Data excerpts.
^^^^^^^^
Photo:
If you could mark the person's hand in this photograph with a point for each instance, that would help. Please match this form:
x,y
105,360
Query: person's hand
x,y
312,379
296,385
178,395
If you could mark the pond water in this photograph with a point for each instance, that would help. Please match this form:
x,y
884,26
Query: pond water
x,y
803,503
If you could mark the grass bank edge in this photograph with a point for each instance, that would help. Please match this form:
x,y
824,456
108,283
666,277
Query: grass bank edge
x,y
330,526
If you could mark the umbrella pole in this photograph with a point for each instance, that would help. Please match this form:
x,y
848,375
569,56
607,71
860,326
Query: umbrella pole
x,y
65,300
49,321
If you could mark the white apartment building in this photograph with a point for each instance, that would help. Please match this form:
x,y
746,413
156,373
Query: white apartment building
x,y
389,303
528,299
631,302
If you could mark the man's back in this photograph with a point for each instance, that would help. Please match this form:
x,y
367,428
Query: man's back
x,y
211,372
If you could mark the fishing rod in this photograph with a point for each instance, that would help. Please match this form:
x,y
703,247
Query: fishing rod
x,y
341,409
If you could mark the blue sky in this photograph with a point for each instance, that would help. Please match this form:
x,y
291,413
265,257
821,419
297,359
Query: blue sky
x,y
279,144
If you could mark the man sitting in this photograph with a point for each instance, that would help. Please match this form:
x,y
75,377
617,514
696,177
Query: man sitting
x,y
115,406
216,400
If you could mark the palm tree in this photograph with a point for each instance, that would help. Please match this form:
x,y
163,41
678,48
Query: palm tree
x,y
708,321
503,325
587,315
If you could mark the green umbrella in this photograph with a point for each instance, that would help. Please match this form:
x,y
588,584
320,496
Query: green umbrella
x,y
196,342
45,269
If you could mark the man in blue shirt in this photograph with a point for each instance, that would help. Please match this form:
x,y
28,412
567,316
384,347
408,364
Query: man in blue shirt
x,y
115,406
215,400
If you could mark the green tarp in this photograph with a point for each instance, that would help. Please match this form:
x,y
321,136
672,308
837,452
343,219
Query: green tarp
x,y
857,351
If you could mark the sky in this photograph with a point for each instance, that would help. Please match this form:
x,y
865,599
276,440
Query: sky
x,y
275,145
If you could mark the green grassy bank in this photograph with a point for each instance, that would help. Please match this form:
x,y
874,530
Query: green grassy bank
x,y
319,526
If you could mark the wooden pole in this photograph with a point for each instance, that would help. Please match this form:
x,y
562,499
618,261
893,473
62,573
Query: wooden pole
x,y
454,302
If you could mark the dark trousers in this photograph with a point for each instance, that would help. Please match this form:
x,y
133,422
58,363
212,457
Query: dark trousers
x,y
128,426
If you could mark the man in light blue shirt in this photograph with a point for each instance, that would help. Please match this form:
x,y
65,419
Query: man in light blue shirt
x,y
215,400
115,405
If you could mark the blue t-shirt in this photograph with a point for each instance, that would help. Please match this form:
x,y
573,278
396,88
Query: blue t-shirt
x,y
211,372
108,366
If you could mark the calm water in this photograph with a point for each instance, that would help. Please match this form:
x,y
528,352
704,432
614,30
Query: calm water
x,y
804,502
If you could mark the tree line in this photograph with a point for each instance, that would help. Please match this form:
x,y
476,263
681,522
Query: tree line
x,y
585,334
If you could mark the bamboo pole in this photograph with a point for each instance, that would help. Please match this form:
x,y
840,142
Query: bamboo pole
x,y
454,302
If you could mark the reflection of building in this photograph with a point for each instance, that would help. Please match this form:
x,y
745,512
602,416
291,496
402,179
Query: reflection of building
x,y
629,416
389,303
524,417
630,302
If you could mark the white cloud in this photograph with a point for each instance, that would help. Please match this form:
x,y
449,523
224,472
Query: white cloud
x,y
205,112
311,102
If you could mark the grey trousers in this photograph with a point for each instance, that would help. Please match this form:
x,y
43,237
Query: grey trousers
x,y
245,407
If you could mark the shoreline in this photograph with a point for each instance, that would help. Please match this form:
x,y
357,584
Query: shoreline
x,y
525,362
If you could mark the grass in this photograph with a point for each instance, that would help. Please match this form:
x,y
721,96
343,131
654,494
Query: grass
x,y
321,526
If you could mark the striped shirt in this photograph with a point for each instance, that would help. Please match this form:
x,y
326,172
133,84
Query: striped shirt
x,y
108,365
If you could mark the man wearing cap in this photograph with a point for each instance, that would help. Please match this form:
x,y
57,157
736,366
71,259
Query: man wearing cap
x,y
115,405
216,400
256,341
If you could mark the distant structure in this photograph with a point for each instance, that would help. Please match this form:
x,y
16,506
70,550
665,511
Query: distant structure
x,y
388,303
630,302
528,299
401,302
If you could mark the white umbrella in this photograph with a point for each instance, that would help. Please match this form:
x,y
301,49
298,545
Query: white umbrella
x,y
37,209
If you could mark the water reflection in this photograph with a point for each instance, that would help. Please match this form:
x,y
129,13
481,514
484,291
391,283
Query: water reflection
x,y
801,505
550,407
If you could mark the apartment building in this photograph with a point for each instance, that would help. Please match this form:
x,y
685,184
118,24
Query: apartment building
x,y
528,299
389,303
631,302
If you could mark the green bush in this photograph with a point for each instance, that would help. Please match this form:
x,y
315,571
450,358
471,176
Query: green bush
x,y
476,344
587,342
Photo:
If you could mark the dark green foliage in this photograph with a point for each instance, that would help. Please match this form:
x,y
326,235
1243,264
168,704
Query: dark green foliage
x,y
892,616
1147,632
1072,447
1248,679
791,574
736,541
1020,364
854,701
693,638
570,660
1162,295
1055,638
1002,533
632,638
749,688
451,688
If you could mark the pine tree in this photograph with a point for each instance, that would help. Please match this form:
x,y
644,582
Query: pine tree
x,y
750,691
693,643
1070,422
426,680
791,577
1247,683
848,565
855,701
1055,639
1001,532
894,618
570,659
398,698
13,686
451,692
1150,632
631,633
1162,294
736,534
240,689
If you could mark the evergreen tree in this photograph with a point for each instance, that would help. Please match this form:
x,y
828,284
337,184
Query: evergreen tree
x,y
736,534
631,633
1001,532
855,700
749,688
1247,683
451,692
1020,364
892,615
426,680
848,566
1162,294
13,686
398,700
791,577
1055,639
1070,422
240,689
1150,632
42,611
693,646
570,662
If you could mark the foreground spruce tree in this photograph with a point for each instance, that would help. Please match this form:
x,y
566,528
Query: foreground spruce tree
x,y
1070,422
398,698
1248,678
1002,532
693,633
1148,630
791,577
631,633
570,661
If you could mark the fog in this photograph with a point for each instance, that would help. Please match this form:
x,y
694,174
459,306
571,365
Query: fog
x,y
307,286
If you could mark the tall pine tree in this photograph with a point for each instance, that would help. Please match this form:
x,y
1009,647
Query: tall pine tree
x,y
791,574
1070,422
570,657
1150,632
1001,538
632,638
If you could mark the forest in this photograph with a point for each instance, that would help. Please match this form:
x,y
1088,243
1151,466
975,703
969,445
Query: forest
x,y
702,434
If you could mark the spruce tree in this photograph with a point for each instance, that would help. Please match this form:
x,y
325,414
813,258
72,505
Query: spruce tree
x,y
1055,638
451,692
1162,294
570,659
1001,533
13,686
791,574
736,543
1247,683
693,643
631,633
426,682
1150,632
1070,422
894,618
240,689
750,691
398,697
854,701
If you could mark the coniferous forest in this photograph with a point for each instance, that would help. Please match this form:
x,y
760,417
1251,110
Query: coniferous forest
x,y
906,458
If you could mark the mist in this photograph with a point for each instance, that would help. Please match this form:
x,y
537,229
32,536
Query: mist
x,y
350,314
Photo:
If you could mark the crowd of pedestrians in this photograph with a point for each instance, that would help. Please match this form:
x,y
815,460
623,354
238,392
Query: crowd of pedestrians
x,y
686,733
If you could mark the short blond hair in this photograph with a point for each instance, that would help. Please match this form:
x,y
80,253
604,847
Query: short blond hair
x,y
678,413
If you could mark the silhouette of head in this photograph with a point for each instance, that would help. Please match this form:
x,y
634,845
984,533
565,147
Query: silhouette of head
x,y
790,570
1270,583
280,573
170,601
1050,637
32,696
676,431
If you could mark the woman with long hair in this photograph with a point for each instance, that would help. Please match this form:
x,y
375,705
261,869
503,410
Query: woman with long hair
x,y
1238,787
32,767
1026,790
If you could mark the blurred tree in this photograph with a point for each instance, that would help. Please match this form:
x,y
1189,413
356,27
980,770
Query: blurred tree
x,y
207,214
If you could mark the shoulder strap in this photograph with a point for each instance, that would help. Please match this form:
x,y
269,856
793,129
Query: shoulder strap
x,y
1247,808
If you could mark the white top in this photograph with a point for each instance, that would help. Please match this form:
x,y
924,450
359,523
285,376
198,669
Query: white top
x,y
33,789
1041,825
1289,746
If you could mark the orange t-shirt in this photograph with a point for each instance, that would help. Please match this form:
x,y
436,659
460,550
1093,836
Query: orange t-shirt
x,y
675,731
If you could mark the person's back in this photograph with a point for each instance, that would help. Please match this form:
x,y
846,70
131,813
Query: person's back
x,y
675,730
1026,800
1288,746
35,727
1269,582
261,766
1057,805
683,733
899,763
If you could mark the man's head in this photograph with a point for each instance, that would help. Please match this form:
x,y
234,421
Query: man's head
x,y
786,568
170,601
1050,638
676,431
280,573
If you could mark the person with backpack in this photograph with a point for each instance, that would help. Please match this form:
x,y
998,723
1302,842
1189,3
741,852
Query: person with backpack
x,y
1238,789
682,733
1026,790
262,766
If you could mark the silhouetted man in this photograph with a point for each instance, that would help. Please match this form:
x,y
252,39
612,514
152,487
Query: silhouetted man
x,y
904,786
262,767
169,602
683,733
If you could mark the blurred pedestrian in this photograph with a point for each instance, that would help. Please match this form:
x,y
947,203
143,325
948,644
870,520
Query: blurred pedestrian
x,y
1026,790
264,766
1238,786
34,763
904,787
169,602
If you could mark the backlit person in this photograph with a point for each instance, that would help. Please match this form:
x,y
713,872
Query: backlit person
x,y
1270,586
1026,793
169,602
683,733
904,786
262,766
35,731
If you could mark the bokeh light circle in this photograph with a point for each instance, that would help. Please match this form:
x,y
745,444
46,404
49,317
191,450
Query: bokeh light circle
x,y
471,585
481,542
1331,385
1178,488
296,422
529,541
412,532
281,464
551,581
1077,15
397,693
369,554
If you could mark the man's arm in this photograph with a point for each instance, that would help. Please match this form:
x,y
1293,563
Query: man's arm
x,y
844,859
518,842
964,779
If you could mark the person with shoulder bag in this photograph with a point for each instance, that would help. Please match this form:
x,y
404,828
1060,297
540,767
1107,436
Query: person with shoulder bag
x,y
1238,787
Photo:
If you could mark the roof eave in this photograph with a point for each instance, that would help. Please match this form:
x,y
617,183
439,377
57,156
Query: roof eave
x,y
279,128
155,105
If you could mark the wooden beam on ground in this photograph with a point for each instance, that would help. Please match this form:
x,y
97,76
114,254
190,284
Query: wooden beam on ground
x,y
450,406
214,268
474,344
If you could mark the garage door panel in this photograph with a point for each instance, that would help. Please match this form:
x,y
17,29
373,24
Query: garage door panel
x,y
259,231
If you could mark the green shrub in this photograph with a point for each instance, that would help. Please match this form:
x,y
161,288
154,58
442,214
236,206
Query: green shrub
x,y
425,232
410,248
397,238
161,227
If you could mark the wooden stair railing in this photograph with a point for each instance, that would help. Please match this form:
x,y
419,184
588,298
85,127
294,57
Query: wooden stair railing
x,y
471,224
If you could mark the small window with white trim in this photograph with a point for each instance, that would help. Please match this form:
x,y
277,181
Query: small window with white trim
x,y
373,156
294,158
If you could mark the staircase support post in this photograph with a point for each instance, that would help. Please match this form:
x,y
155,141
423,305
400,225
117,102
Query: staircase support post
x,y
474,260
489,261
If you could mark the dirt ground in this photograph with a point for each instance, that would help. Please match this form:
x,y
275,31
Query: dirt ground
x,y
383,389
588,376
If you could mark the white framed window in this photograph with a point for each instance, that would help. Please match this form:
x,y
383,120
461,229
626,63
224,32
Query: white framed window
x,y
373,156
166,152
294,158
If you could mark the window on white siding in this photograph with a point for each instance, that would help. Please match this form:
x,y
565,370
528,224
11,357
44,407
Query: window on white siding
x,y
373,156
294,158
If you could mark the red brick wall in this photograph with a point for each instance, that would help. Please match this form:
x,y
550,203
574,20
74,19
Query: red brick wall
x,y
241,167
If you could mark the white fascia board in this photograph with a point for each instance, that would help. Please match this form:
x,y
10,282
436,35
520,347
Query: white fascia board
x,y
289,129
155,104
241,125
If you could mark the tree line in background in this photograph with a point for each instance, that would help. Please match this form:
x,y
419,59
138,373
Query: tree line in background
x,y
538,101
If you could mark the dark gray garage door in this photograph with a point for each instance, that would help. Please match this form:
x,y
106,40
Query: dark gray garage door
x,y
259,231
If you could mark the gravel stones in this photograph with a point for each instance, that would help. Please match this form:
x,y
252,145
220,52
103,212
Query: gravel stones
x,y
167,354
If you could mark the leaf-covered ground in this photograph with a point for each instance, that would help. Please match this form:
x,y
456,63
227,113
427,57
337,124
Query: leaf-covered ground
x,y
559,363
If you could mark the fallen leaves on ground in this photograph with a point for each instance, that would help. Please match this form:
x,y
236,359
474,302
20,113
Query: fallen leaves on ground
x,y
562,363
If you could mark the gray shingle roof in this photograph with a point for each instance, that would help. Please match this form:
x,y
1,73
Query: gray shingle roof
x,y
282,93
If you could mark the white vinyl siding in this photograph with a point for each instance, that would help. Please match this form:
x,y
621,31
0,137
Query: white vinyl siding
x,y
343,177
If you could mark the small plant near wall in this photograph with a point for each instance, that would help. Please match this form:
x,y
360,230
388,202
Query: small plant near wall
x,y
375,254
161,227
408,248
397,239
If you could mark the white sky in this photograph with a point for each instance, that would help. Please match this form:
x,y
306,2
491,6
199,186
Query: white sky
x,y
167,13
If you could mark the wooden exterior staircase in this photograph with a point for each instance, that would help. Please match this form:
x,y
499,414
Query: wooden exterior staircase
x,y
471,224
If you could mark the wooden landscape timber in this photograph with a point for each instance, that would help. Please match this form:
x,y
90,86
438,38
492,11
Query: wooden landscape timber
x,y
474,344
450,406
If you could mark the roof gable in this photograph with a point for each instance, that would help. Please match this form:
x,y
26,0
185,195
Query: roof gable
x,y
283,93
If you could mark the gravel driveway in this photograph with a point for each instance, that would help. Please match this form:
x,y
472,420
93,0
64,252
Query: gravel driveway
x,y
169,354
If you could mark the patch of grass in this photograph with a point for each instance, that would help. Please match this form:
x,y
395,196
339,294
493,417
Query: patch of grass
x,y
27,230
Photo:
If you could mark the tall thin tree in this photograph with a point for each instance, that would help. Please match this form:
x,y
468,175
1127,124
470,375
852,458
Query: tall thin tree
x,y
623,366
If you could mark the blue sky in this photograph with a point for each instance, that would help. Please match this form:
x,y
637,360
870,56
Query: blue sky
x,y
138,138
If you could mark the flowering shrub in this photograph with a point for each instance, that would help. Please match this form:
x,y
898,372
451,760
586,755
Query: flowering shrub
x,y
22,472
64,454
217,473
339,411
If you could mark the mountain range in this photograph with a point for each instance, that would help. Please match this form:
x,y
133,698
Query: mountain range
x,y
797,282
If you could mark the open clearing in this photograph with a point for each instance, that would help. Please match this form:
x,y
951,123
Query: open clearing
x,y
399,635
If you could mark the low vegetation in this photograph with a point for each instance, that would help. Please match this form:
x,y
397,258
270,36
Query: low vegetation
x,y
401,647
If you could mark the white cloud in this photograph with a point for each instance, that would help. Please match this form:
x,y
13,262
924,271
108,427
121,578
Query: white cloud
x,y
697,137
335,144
^^^^^^^^
Task to carry out. Take the line in which "If you could mark the open" occurs and each subsequent line through the end; give these lines again without alteration.

Task answer.
If you could mark the open clearing in this photograph with a point for each instance, that would help. Please match this form:
x,y
951,123
Query: open clearing
x,y
399,635
If you could mark the low vegetation in this photograph with a point for each instance, that would help. Please match this form:
x,y
397,258
270,36
Query: low vegetation
x,y
401,647
If you could mark the white cloud in this photograph with a point for each instance, that would help. Please match this form:
x,y
13,262
924,271
108,427
121,578
Query: white cloud
x,y
697,137
335,144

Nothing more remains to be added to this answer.